- **Условия заданий**
a. Верните из текста об армянском кладбище фрагмент, начиная со слов «Я поздоровалась и» и заканчивая словами «- подумала я.».
b. Почему в тексте об армянском кладбище рассказчица сообщила незнакомцу, что давно работает с армянами и пишет про искусство? Ответьте в одном–трёх предложениях.
c. Напишите продолжение текста об армянском кладбище, начиная сразу после его последнего предложения.

Армянское кладбище и Жак Мануэль, бродячий философ

И как только я собралась покидать армянское кладбище, почти не навестив известных могил, протолкавшись внутри его части у кирпичной стены, наконец, решив проскочить мимо двух памятников ворам в законе, эдаким крылатым быкам шеду обрамлявших выход…Как боковым зрением я увидела мемориал и решила подойти, чтобы сфотографировать его. Приближаясь, я поняла, что и здесь, как при армянском посольстве, люди ставили свечи, оставляли белый хлеб возле фотографии «хац беров». Мужская фигура в черном сидела у памятника спиной ко мне. Вокруг не было никого, только звуки «болгарки» доносились от храма, и редкие посетители, пришедшие после зимы навестить своих, только мыслились выходящими...
Я поздоровалась и спросила, можно ли его сфотографировать. Незнакомец посмотрел на меня, приблизив свое лицо вплотную к моему, отрицательно покачал головой. Он сказал что-то малопонятное, мол, не слышит, не понимает. Его взгляд, цепкий, изучающий, немного сумасшедший, пугал и привлекал одновременно. Кто-то выходил с территории кладбища, он окликнул и попрощался. "Он здесь свой", - подумала я. 

Мне показалось, что между нами установилось какое-то напряженное ферматное молчание людей, которые обязательно должны поговорить, но не долго. Меня он чувствовал явно чужой здесь, лишней всему тому, что он очень хорошо знал и любил. Это прояснилось потом. Боясь, что он откажется говорить, я сказала, что работаю с армянами очень давно и пишу про искусство. Он одобрительно кивнул, при этом все время поворачиваясь ко мне спиной, продолжал договаривать себе все то, о чем он должен был подумать до моего вторжения в черное его одиночное стояние на мемориале.

- **Исходные данные**

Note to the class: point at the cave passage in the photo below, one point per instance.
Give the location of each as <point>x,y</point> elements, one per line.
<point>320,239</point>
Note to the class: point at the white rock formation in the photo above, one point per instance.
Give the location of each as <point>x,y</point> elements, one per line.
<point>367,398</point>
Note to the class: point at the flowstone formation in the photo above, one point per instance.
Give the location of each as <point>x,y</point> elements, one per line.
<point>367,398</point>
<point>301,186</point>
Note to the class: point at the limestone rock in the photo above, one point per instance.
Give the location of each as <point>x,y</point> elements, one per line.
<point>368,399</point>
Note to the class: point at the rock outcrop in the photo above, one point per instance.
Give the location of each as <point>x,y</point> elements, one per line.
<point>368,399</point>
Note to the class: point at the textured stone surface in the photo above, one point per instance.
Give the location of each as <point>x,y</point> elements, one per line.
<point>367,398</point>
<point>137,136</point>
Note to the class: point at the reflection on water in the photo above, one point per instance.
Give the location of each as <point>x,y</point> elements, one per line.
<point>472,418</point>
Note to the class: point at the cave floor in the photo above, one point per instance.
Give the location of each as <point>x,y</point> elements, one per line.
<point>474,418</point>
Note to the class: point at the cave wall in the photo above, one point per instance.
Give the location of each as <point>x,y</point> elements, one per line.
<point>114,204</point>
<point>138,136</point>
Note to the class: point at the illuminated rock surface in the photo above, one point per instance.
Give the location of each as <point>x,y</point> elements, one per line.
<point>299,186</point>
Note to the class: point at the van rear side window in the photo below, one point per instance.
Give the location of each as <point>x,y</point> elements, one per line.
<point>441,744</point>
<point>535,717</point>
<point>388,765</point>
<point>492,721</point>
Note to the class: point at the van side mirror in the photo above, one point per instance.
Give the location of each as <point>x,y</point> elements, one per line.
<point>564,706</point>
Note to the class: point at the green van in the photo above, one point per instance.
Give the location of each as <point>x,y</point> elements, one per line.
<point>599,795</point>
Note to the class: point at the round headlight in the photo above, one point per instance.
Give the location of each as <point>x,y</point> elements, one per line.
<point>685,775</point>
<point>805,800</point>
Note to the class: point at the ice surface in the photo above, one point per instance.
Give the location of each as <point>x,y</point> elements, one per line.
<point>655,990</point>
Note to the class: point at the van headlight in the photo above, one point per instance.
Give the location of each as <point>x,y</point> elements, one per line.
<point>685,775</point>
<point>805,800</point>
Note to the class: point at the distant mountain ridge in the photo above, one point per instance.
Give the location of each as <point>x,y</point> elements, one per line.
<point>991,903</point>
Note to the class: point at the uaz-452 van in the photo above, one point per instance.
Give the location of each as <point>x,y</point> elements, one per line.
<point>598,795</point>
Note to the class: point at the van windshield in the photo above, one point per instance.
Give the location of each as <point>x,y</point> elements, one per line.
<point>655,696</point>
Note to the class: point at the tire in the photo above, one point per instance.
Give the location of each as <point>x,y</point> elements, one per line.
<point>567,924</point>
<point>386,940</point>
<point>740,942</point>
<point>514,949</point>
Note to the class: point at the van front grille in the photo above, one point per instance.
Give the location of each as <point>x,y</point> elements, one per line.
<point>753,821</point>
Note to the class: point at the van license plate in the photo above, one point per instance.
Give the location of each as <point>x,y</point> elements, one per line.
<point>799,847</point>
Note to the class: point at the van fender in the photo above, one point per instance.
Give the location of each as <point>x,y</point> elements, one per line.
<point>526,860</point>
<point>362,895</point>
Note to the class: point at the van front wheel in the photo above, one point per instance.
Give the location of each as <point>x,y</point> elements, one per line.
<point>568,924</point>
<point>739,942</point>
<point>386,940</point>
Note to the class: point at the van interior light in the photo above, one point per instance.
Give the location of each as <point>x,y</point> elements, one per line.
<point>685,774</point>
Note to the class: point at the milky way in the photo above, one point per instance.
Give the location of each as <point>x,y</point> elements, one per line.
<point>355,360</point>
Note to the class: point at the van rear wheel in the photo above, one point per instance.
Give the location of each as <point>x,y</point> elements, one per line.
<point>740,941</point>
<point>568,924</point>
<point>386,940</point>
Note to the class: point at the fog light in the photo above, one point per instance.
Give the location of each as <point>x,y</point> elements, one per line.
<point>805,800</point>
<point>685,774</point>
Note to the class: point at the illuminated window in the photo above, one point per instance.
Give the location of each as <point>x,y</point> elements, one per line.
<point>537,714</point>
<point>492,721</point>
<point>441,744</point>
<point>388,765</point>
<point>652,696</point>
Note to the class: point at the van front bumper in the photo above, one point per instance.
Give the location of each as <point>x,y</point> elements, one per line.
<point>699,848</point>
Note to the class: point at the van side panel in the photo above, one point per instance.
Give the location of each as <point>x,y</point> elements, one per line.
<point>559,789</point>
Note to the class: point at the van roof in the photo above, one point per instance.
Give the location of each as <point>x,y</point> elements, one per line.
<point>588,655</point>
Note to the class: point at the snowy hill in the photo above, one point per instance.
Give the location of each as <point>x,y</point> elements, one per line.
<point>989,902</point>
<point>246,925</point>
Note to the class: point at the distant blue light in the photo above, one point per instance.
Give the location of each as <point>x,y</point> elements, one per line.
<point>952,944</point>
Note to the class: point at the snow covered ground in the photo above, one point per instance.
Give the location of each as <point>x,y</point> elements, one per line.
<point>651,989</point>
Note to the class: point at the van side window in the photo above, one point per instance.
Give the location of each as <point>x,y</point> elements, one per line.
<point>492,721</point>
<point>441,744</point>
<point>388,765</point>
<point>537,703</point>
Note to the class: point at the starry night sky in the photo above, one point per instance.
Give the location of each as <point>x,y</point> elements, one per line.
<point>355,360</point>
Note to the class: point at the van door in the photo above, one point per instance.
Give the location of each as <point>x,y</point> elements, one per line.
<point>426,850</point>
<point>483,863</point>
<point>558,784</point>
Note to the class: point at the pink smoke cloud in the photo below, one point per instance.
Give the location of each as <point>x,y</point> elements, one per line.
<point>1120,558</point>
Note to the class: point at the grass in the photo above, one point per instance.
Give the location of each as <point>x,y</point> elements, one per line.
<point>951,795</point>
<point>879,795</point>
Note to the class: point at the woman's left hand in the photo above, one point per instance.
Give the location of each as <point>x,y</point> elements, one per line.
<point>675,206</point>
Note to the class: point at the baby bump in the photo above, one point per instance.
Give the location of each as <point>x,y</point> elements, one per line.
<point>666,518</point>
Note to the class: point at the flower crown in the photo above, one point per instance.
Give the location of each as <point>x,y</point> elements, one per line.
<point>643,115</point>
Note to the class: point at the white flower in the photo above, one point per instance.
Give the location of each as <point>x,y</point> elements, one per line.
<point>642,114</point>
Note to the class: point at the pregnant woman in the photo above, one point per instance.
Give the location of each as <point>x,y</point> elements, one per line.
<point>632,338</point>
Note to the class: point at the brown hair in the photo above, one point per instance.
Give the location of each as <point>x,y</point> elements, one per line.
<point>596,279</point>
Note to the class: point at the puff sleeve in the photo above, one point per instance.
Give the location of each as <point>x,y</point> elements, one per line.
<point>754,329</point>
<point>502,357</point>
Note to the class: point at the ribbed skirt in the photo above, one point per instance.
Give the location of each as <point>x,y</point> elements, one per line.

- **Письменные ответы**
a.
Я поздоровалась и спросила, можно ли его сфотографировать. Незнакомец посмотрел на меня, приблизив свое лицо вплотную к моему, отрицательно покачал головой. Он сказал что-то малопонятное, мол, не слышит, не понимает. Его взгляд, цепкий, изучающий, немного сумасшедший, пугал и привлекал одновременно. Кто-то выходил с территории кладбища, он окликнул и попрощался. "Он здесь свой", - подумала я.

b. Рассказчица боялась, что незнакомец откажется с ней говорить. Поэтому она и сказала ему, что давно работает с армянами и пишет про искусство.

c.
Я сказала, что знаю про смерть этого человека, Артура Саркисяна, и про события летом, и про то, что в Армении будут выборы. Постепенно взгляд его оживлялся и теплел. Он спросил меня: «Есть ли смысл в этой смерти?»
Я сказала, что в смерти смысла вообще нет. Он ухмыльнулся. 
В этот момент я припомнила, что на уроке философии в университете нам говорили, что смысл жизни только в самой жизни. И решила не рассуждать, а просто слушать то, что он мне скажет. Не могла же я ему говорить о том, что эта смерть была нужна для того, чтобы нация в который раз чувствовала себя живой, единой, сострадающей… Не то, не то…. Мне показалось, что все, что я ему скажу, будет глупым, фальшивым, не подтвержденным своей жизнью, и ему никто не нужен был здесь. С вопросами и фотокамерой тем более, а вот мне не хватало человека, который на кладбище может со мной просто поговорить. Хмурая русская смотрительница, продающая свечи была не в счет. Она двигалась вокруг ротонды, словно рубила воздух своей грубо тесаной фигурой. Где-то на заднем дворе я увидела подобие лежака и старую искусственную шубу. Наверное, ей принадлежавшую. Шуба, поношенная, какая-то ямщицкая серая мне больше бы рассказала, если бы…
Ну да...

….Я стояла чуть ниже его на несколько ступеней. Он бережно раскладывал свечи возле портрета Артура. Я рассматривала его худощавую фигуру в черном пальто, в черной шапке, его красивые черные, хорошо начищенные туфли – он был очень похож на интеллигентного бродягу, из какого-нибудь фильма про Прагу или Нью-Йорк. Но взгляд его, прямой, откровенный, путал все представление о нем, даже самое поверхностное. Безусловно, этот человек был способен на поступок, на мысль, на деяние и даже преступление. Что-то в нем проступило из «мексиканца», героя Моэма, убившего свою любимую женщину, чтобы она не принадлежала никому после его смерти. Никакого красного и широкого шрама не рассекало его лицо, но сами эти слова «шрам», «рана» все время шли на ум, когда я смотрела на него. 
Он представился. Сказал имя торопливо, с армянским акцентом. Жак? Жан? Жак Мануэль, - повторил он. Не слышала?
Нет, я не слышала никогда это прозвище.
Чтобы не давить на него своим любопытством, я стала осматривать мемориал. Сразу бросилась в глаза табличка, говорящая, что здесь можно вспоминать тех, кого нельзя навестить. Да, Нахичевань, Баку, Сумгаит, Геташен...С инициатором создания этого монумента Григорием Аркадьевичем Габриэлянцем мы ездили в 2010 году в Карабах…
Скульптурный образ Девы Марии с прижатым к груди крестом возвышался на постаменте. В этой непроизвольной мизансцене, может быть, несколько театрально, смешалось то, о чем думать и вспоминать слишком больно. Особенно для тех, кто пережил горе, которое в некоторых странах заключается в новую индустрию кладбищенского туризма.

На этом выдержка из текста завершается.